__What this task involves__: Please gather every line from the listing below that contains the word "cabinet".

-------- Extracted entries --------

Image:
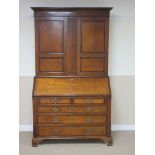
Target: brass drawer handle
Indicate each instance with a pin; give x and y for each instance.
(89, 130)
(56, 131)
(55, 109)
(88, 119)
(88, 101)
(55, 120)
(88, 109)
(55, 100)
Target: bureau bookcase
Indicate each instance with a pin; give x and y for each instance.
(71, 92)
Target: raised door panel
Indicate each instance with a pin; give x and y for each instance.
(92, 46)
(92, 36)
(51, 36)
(51, 55)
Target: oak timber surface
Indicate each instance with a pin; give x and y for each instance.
(71, 86)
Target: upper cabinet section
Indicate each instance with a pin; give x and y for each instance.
(71, 41)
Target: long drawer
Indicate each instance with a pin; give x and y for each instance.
(71, 131)
(48, 119)
(72, 109)
(61, 100)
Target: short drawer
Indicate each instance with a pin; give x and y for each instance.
(48, 119)
(72, 109)
(72, 131)
(55, 100)
(89, 100)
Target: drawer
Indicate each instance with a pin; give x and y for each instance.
(72, 109)
(48, 119)
(89, 100)
(55, 100)
(72, 131)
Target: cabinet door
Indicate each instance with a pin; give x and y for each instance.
(50, 46)
(92, 46)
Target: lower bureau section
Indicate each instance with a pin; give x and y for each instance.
(71, 131)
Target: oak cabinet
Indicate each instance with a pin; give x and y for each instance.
(71, 94)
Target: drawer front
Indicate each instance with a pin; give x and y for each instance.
(89, 100)
(71, 119)
(72, 109)
(72, 131)
(55, 100)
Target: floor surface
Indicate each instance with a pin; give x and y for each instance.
(123, 144)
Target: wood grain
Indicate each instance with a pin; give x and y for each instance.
(71, 86)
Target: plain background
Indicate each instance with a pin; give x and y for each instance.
(121, 57)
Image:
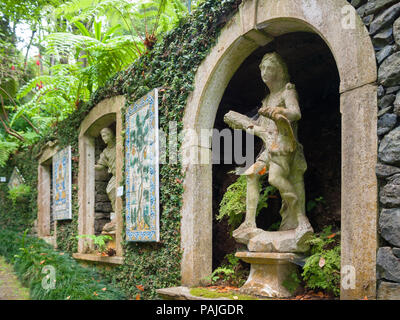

--------

__Full response__:
Target: upper cabinet section
Target: cabinet door
Target: oak cabinet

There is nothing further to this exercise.